Görev girdisi
####################
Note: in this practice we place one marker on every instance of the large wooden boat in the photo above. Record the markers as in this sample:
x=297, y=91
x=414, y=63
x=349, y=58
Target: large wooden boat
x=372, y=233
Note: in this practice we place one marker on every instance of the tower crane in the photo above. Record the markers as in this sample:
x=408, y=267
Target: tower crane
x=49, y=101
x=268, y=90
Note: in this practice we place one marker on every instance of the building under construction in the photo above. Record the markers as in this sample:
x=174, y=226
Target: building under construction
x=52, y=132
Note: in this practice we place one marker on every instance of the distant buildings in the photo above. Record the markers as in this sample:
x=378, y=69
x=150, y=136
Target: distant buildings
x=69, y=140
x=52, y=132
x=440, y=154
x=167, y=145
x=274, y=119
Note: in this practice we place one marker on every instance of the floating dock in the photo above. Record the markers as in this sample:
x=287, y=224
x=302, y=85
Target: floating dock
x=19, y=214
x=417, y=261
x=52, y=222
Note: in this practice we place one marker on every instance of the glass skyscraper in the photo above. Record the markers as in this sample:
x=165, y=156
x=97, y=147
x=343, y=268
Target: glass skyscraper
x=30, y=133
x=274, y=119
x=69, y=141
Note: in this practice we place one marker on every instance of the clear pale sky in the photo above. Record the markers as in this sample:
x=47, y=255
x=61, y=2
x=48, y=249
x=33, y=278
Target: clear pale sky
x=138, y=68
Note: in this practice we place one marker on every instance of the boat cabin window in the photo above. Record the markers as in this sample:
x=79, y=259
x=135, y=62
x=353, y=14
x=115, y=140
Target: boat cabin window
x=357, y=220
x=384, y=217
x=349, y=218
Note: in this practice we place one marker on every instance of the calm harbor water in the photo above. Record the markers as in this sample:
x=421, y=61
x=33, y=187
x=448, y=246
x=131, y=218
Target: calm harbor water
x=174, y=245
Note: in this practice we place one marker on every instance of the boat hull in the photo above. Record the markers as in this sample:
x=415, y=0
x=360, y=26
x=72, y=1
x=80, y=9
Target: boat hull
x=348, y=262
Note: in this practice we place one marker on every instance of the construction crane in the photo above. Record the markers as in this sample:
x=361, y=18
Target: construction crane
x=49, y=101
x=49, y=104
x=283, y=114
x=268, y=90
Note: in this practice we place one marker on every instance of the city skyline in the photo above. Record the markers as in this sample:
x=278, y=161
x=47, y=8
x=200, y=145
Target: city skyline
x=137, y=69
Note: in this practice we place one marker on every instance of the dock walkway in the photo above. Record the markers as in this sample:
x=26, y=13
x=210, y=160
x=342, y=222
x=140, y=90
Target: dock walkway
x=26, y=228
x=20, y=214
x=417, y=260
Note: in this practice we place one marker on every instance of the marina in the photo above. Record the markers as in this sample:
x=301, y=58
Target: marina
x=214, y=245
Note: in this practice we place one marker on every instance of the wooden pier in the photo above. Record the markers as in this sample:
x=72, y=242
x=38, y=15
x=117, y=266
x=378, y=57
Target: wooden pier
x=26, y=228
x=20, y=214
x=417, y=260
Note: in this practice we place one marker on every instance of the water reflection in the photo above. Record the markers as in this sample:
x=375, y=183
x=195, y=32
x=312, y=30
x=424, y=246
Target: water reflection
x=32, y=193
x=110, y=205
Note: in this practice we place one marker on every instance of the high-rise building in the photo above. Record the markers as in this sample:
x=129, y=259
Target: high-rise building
####################
Yukarıdaki öğelerin tamamını hiçbir şeyi değiştirmeden kelimesi kelimesine yeniden yazın.

Çıktı aşağıda
Note: in this practice we place one marker on every instance of the large wooden boat in the photo above. Record the markers as in this sample:
x=297, y=91
x=414, y=63
x=349, y=58
Target: large wooden boat
x=372, y=233
Note: in this practice we place one marker on every instance of the tower crane in the photo above. Record the markers as in this sample:
x=408, y=267
Target: tower crane
x=49, y=101
x=268, y=90
Note: in this practice we place one marker on every instance of the building under construction in the photo above. Record the markers as in this sample:
x=174, y=226
Target: building under construction
x=52, y=132
Note: in this practice we place one marker on every instance of the distant buildings in the photo above. Record the markers as in this sample:
x=378, y=69
x=150, y=136
Target: distant buildings
x=69, y=140
x=52, y=132
x=440, y=154
x=167, y=145
x=274, y=119
Note: in this practice we place one marker on every instance of the floating dock in the photo above. Record the markers as in this sample:
x=287, y=224
x=302, y=85
Target: floating dock
x=19, y=214
x=417, y=261
x=52, y=222
Note: in this practice we place one marker on every instance of the glass skyscraper in the photo above. Record the markers as in this sample:
x=165, y=156
x=97, y=147
x=343, y=268
Target: glass skyscraper
x=30, y=133
x=274, y=119
x=69, y=141
Note: in this practice we place one marker on every instance of the clear pale sky in the photo above. Record the markers as in this sample:
x=47, y=255
x=61, y=2
x=48, y=249
x=33, y=278
Target: clear pale sky
x=138, y=68
Note: in this practice we place one marker on every instance of the boat cabin window in the photo above. Record the markers as in this sample:
x=79, y=259
x=135, y=62
x=353, y=14
x=115, y=140
Target: boat cabin window
x=357, y=220
x=384, y=217
x=349, y=218
Note: in this practice we place one marker on every instance of the calm harbor water in the photo above. Record the markers as in this sample:
x=421, y=61
x=33, y=187
x=448, y=246
x=131, y=218
Target: calm harbor water
x=174, y=245
Note: in this practice we place one marker on every instance of the boat hull in the photo above. Record the markers as in this sample:
x=415, y=0
x=360, y=26
x=72, y=1
x=80, y=9
Target: boat hull
x=348, y=262
Note: in this practice we place one marker on every instance of the construction crane in the photo above. Record the markers as in this sample:
x=361, y=18
Target: construction crane
x=49, y=101
x=49, y=104
x=283, y=114
x=268, y=90
Note: in this practice we place one marker on every instance of the city skyline in the photo above. Record the markers as in this sample:
x=278, y=161
x=47, y=8
x=200, y=145
Target: city skyline
x=137, y=69
Note: in this practice we place one marker on every instance of the dock walkway in the photo above. Record the markers as in this sample:
x=26, y=13
x=210, y=160
x=342, y=222
x=140, y=90
Target: dock walkway
x=26, y=228
x=20, y=214
x=417, y=260
Note: in this practice we place one marker on every instance of the marina in the photo above. Record the markers as in this sample:
x=301, y=58
Target: marina
x=214, y=245
Note: in this practice we place one marker on every instance of the wooden pier in the photo above. Record the markers as in this sample:
x=72, y=242
x=38, y=15
x=117, y=266
x=378, y=57
Target: wooden pier
x=26, y=228
x=20, y=214
x=417, y=260
Note: in this practice we place one marker on every instance of the water reflection in the photo above. Record the markers as in this sample:
x=375, y=183
x=195, y=32
x=312, y=30
x=424, y=246
Target: water reflection
x=32, y=193
x=110, y=205
Note: in this practice we place one marker on every instance of the high-rise building in the photo above. Record the markers as in this sample:
x=129, y=259
Target: high-rise building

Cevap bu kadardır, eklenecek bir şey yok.